▶ EXERCISE SET
1. In the forum post about InetGet, which of the two monitored websites no longer has its jobs shown by the app?
2. Decide whether each statement agrees with the forum post about InetGet: (a) the script watches two websites; (b) both sites post new jobs about once a day; (c) InetGet returns the full HTML for freelancer.com. Answer yes or no for each and quote the words from the post that decide it.
3. Carry on the forum post about InetGet from the point where it stops.

Jump to content

InetGet was working previously, but not extracting full html


Recommended Posts

I have an AutoIT script It monitors 2 websites for content that applys to me and the services that I provide. One site is : www.Freelancer.com The other: www.PeoplePerHour.com Both sites publish new jobs on their site hourly or so. My AutoIT app, will view those sites and present new jobs to me in a grid that pops up on my screen. Lately, the app has stopped showing me any jobs from PeoplePerHour.

 

For freelancer.com,  Inetget is giving full html but for peopleperhour, now its not coming.

Func _CheckPPH()
    Local Static $hTimer = 0
    Local Static $hDownload = 0
    Local $aTitlesandUrls = 0
    Local Static $sTempFile = ""
    If $hTimer = 0 Then $hTimer = TimerInit()
    If $hDownload = 0 Then
        $sTempFile = _WinAPI_GetTempFileName(@TempDir)
        ConsoleWrite("Checking PPH..." & @CRLF)
        ConsoleWrite(">Downloading..." & @CRLF)
;~         $hDownload = InetGet("http://www.peopleperhour.com/freelance-jobs", $sTempFile, $INET_FORCERELOAD, $INET_DOWNLOADBACKGROUND)
        $hDownload = InetGet("http://www.peopleperhour.com/freelance-jobs", $sTempFile, $INET_FORCERELOAD)
;~         Return 0
    EndIf
;~     Sleep(30)
;~     Local $isCompleted = InetGetInfo($hDownload, $INET_DOWNLOADCOMPLETE)
;~     Local $isError = InetGetInfo($hDownload, $INET_DOWNLOADERROR)
;~     Sleep(30)
;~     If TimerDiff($hTimer) > 3000 And $isError Then
;~         ConsoleWrite("!PPH Fail" & @CRLF)
;~         InetClose($hDownload)
;~         $hDownload = 0
;~         Return 0
;~     EndIf
;~     Sleep(30)

▶ DATASET SECTION
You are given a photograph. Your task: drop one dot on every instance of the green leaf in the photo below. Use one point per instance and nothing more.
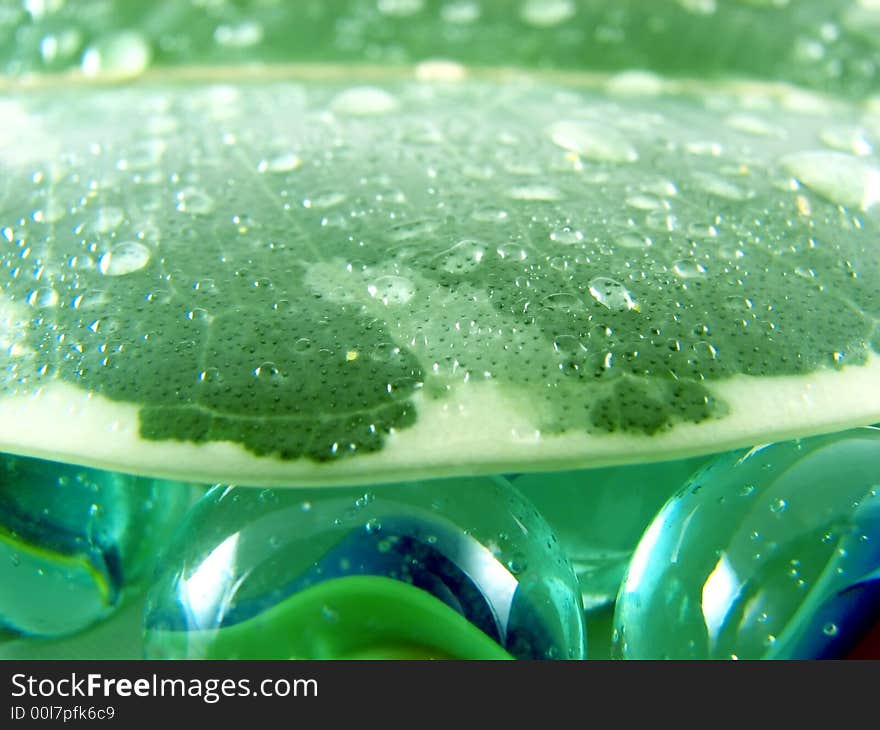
(325, 272)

▶ SET OF ANSWERS
1. PeoplePerHour

2.
(a) Yes: "It monitors 2 websites for content that applys to me and the services that I provide."
(b) No: "Both sites publish new jobs on their site hourly or so."
(c) Yes: "For freelancer.com,  Inetget is giving full html"

3.
    Local $Show = 0
;~     If TimerDiff($hTimer) > 3000 And $isCompleted Then
    If $hDownload > 0 Then
        ConsoleWrite("+Downloaded..." & @CRLF)
        Local $sPPHHtml = FileRead($sTempFile)
        $aTitlesandUrls = _StringBetween($sPPHHtml, '"title">' & @LF, 'time>')
;~         _ArrayDisplay($aTitlesandUrls)
        Local $aPPH[0][4]
        Local $sTitle = ""
        Local $sUrl = ""
        Local $sID = ""
        Local $sDate = ""
        Local $iRet=0
        Sleep(30)
        For $i = 0 To UBound($aTitlesandUrls) - 1
            $sTitle = _StringBetween($aTitlesandUrls[$i], '<a title="', '" class')
            $sUrl = _StringBetween($aTitlesandUrls[$i], 'href="', '">')
            $sDate = _GetDate($aTitlesandUrls[$i])
            If IsArray($sTitle) And IsArray($sUrl) Then
                $sID = _GetID($sUrl[0])
;~                 _ArrayAdd($aPPH, $sDate & "|" & $sTitle[0] & "|" & $sUrl[0] & "|" & $sID)
                $iRet = _BuildPopupsPPH($sID, $sDate, "PPH: " & $sTitle[0], $sUrl[0])
                If $iRet Then $Show+=1
            EndIf
        Next

        Sleep(30)
;~         If $Show > 0 Then ShowLatestJobs()
;~         _ArrayDisplay($aPPH)
        FileDelete($sTempFile)
        InetClose($hDownload)
        $hDownload = 0
        $hTimer = 0
        Return $Show
    EndIf
    Sleep(30)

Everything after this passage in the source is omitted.